=== Directions ===
Transcribe every record verbatim.

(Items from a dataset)
★ ★ ★ ★ ★

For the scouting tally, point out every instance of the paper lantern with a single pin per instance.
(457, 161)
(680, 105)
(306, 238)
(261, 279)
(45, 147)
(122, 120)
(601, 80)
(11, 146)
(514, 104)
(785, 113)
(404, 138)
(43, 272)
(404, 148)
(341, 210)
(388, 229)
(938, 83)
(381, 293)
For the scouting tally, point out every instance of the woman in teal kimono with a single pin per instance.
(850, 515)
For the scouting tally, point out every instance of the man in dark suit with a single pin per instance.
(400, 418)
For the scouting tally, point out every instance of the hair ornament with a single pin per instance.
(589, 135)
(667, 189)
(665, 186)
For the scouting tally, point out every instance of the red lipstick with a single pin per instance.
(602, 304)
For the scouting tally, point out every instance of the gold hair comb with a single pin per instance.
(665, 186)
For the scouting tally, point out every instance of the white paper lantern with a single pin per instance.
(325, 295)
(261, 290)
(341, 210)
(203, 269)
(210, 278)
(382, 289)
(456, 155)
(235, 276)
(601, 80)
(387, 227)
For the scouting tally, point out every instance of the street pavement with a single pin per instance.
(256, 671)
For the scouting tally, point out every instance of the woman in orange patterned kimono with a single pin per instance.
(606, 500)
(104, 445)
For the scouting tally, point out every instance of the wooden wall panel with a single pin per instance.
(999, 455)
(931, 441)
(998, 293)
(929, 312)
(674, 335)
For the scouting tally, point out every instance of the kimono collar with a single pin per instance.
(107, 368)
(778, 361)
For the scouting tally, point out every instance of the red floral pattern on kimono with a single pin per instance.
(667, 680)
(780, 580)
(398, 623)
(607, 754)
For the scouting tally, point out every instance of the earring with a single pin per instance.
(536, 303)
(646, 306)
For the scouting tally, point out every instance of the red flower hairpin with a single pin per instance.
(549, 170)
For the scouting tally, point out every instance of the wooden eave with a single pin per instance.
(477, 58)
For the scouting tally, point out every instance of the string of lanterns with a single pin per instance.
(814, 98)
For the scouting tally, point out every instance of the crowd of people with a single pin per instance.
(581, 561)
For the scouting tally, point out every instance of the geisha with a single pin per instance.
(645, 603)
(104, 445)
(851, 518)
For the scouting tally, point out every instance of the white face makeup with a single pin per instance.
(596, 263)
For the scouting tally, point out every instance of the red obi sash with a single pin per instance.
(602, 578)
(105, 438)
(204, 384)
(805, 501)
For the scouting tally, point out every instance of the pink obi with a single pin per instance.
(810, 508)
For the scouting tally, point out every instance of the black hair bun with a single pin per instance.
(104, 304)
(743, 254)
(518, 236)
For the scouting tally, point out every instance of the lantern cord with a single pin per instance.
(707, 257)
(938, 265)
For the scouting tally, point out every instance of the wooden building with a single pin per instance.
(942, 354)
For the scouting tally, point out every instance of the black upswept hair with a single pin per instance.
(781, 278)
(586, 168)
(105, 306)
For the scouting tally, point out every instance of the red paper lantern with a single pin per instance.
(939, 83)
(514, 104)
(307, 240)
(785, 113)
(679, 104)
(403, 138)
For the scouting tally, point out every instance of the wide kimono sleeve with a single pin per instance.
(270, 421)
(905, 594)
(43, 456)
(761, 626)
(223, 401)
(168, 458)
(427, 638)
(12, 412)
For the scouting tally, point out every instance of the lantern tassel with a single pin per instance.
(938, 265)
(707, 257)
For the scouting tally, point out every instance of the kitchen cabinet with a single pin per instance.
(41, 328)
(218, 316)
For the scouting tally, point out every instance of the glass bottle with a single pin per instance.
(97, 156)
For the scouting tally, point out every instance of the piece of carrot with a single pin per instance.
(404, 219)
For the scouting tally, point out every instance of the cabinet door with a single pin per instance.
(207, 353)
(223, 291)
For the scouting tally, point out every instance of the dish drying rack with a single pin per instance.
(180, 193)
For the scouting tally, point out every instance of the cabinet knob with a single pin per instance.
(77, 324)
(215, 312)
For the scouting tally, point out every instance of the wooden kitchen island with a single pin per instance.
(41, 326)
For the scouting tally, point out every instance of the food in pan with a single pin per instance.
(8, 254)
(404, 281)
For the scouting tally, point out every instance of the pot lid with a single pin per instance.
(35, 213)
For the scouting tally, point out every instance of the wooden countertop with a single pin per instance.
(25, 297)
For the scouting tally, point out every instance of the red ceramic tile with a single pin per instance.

★ ★ ★ ★ ★

=== Response box ===
For the scouting tally, point out every instance of the paper lantern with a single pin per instance.
(457, 161)
(680, 105)
(306, 238)
(261, 279)
(45, 147)
(122, 120)
(601, 80)
(11, 146)
(514, 104)
(785, 113)
(404, 138)
(43, 272)
(404, 148)
(341, 210)
(388, 229)
(938, 83)
(381, 293)
For the scouting tally, point out every instance of the woman in teal kimono with a single pin per instance.
(850, 515)
For the scouting tally, point out every instance of the man in dark suit with a single pin per instance.
(400, 418)
For the scouting tally, point out every instance of the hair ornament with a single pin per instance.
(589, 135)
(667, 189)
(665, 186)
For the scouting tally, point out every instance of the red lipstick with a single pin per instance.
(602, 304)
For the scouting tally, point out every instance of the gold hair comb with a single pin per instance.
(665, 186)
For the scouting tally, point out every instance of the white paper lantern with a single pin per instance.
(325, 295)
(261, 290)
(341, 210)
(203, 269)
(210, 278)
(382, 289)
(456, 155)
(235, 276)
(601, 80)
(387, 227)
For the scouting tally, point out every instance of the street pavement with a single pin per instance.
(256, 671)
For the scouting tally, point out every instance of the woman in orange patterned kimono with a single pin per instance.
(606, 500)
(104, 445)
For the scouting tally, point out every instance of the wooden wall panel with a single pin per instance.
(999, 455)
(931, 441)
(998, 293)
(929, 312)
(674, 335)
For the scouting tally, point out every instance of the kimono collar with a single pin per instance.
(107, 368)
(778, 361)
For the scouting tally, point out every instance of the red floral pattern on kimono with a single pin per instance.
(667, 680)
(780, 580)
(398, 623)
(607, 754)
For the scouting tally, point out every instance of the earring with a single pin per instance.
(536, 303)
(646, 306)
For the scouting tally, point out every instance of the red flower hairpin with a single pin per instance.
(549, 170)
For the scouting tally, point out every instance of the wooden eave with a single pin per instance.
(477, 58)
For the scouting tally, point out every instance of the string of lanterns with a single pin per instance.
(814, 98)
For the scouting tally, point out every instance of the crowd of people with a single pin per instance.
(581, 561)
For the scouting tally, point out every instance of the geisha with a single pin per instance.
(645, 603)
(104, 445)
(851, 518)
For the scouting tally, point out every instance of the white face makeup with a single pin per instance.
(596, 263)
For the scouting tally, point out every instance of the red obi sash with a single pin per instance.
(602, 578)
(105, 438)
(204, 384)
(805, 501)
For the scouting tally, point out every instance of the pink obi with a single pin per instance.
(810, 508)
For the scouting tally, point out every instance of the black hair bun with a single pin per instance.
(104, 304)
(743, 254)
(518, 236)
For the scouting tally, point out every instance of the lantern cord with a single pin per instance.
(707, 257)
(938, 265)
For the scouting tally, point out every instance of the wooden building with a single pin per instance.
(942, 354)
For the scouting tally, point out every instance of the black upswept hair with a single pin per instance.
(781, 278)
(586, 168)
(105, 306)
For the scouting tally, point out every instance of the red paper lantern with a single pin per instance.
(939, 83)
(514, 104)
(307, 240)
(785, 113)
(679, 104)
(403, 138)
For the scouting tally, point out every instance of the wide kimono sleeve with a single pin per instance.
(270, 421)
(905, 594)
(43, 456)
(761, 626)
(223, 401)
(168, 458)
(427, 638)
(12, 412)
For the scouting tally, point out every instance of the lantern tassel with a single pin per instance.
(938, 265)
(707, 257)
For the scouting tally, point out every instance of the kitchen cabinet with a single pin per instance.
(41, 328)
(218, 316)
For the scouting tally, point out every instance of the glass bottle with a single pin per instance.
(97, 156)
For the scouting tally, point out every instance of the piece of carrot with a single pin per instance.
(404, 219)
For the scouting tally, point out every instance of the cabinet door with a single pin per instance.
(207, 353)
(223, 291)
For the scouting tally, point out every instance of the dish drying rack with a single pin per instance.
(180, 193)
For the scouting tally, point out every instance of the cabinet knob with a single pin per instance.
(77, 324)
(215, 312)
For the scouting tally, point out every instance of the wooden kitchen island with a single pin per instance.
(41, 326)
For the scouting tally, point out every instance of the food in pan with a single pin per instance.
(8, 254)
(404, 281)
For the scouting tally, point out every instance of the pot lid with a single pin per instance.
(35, 213)
For the scouting tally, point out every instance of the wooden countertop with a single pin per instance.
(25, 297)
For the scouting tally, point out every instance of the red ceramic tile with a single pin per instance.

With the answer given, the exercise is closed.